=== Source text ===

So i miss you.
I miss talking to you.
I miss staying up late on the phone with you.
I miss texting you.
I miss laughing with you.
I miss talking about our 'past' with you.
I wish I could see you just once. So I could hug you really tight and tell you how big of an influence you were. Tell you how much you mean to me and how much I love you. I didn't feel alone when I talked to you. You know what I'm going through so you truly understood. But I guess You got busy and I don't matter as much. I guess you found someone else to talk to all night. That's okay. I'm not mad. I'm happy for you. And I knew this would happen.
So i thank you for the time we had together. I thank you for taking away the loneiness for just alittle while. Thank you for truly understanding what was going on. Thank you. And I love you. Knight. Mood: ....
I wish I had been there. I feel like I failed them. I wish i was there supporting them. But out of anger and stupidness, i stayed away. I could have been there. i could have prayed or done somekind of health spell for her and him. Now it's too late . Now I can try to be there for them before I leave. it's most I can do. Mood: Pissed off at myself
So today i'm graduating. Woohoo! Almost everyone who I wanted to go is going. Except my fathers. My real father and my Step-father. My step-father told me he hates me and wants nothing to do with my family. My real father has a family thing. A freaken family thing. The least he could have done was tell what it was. No he just told me to call him when it was over. i'm not calling him. I know I haven't been the best daughter but it's my graduation and I'm his oldest. I just want to scream! Why do neither of my fathers care about my graduation? I'm not mad at my father just wanted him there. Along with my little sister. I don't how to feel. Mood: Hurt and sad Music: Born this way by Lady Gaga
So My solution for my whole father thing was to cry my eyes out in the shower. I cried in the shower so my mother wouldn't hear or see me. I couldn't stop crying. All the tears that I had been holding back came flooding out. These were tears I held back about something else too. In my crying fitz (that just ended 60 seconds ago) I became convinced that I wasn't meant to have a father. My real father ran away because he couldn't handle his mistake and couldn't deal with being a father. And my Step-father cuts me and my mother and my little brother (who has depression and is six. What does that tell ya?) and says that he hates us. He was the first man I let into my life and heart. He is the first man I loved and he shattered my heart into a million pieces. He told me I was his baby girl and deticated a song to me. I was daddy's little girl and Now daddy wants nothing to do with me.
So I cried my eyes out. And I will most likely cry some more tomorrow. But for now, i guess i'm fine. Mood: Heart broken
So my father is a huge ass. He called my mother last night told he wanted nothing to do with me or my mother or my little brother. He called us gold diggers and users.
I have never been more pissed off at him in my life. Not even when he ditched my quinceanera and bailed on my father daughter dance. We took him back after he tried to kill my mom days before my quinceanera. After all those nights he got drunk and called us all kinds of names. He has somne fucking nerve. He put me through hell for all my middle school and high school carreer. He demanded I get perfect grades or else. He caused me serious mental problems and I need therapy. He TRIED to kill my mother IN FRONT OF ME and my cousins. I dont weither to cry or scream or both. I just dont know how to feel about him anymore.

===

Tasks and exercises -
**a)** Decide whether each statement below agrees with the journal entries above. Answer yes or no for each, and quote the words that settle it.
(i) The writer's step-father said he hates the writer.
(ii) The writer cried in the kitchen so the mother would not notice.
(iii) The writer's little brother is six years old.
**b)** Reproduce the stretch of the journal entries above from "So i miss you." through "this would happen.".

=== Information ===

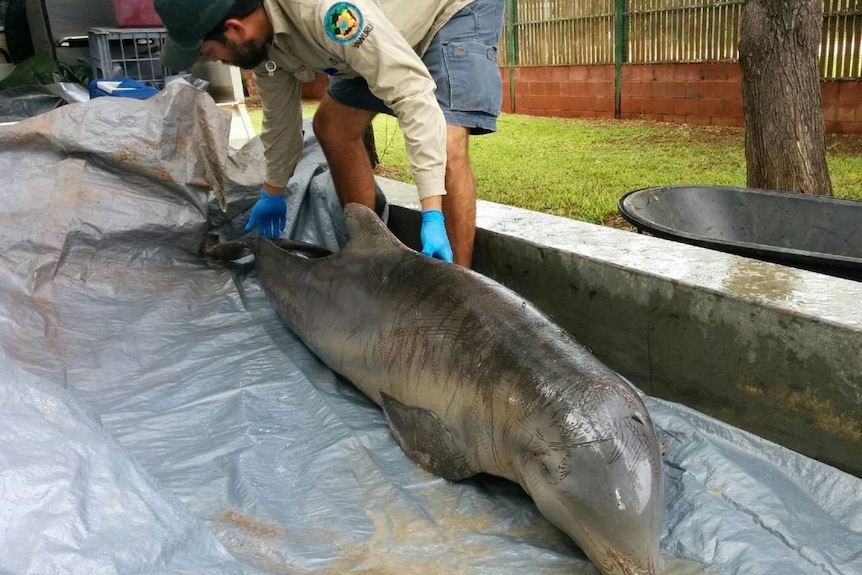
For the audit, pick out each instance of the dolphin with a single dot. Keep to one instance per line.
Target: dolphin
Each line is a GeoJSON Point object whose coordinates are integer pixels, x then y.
{"type": "Point", "coordinates": [472, 379]}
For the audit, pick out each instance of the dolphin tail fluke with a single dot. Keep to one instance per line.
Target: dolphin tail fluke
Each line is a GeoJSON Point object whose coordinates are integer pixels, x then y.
{"type": "Point", "coordinates": [424, 438]}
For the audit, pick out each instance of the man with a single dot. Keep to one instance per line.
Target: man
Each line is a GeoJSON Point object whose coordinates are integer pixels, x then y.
{"type": "Point", "coordinates": [372, 51]}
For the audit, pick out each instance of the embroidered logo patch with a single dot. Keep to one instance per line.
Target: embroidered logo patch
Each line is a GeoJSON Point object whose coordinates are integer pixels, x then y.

===

List of answers -
**a)**
(i) Yes: "My step-father told me he hates me and wants nothing to do with my family."
(ii) No: "I cried in the shower so my mother wouldn't hear or see me."
(iii) Yes: "who has depression and is six"

**b)**
So i miss you.
I miss talking to you.
I miss staying up late on the phone with you.
I miss texting you.
I miss laughing with you.
I miss talking about our 'past' with you.
I wish I could see you just once. So I could hug you really tight and tell you how big of an influence you were. Tell you how much you mean to me and how much I love you. I didn't feel alone when I talked to you. You know what I'm going through so you truly understood. But I guess You got busy and I don't matter as much. I guess you found someone else to talk to all night. That's okay. I'm not mad. I'm happy for you. And I knew this would happen.